Description of the task:
Count the lines in the listing below that contain the exact string "exactly", treating uppercase and lowercase as different, and reply with only that number.

Provided material:
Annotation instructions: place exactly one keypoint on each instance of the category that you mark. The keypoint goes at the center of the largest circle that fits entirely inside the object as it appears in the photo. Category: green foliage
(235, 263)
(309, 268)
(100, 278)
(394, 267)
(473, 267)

---

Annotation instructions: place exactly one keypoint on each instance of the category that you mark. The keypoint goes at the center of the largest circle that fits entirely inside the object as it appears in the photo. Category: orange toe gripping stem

Solution for this exercise:
2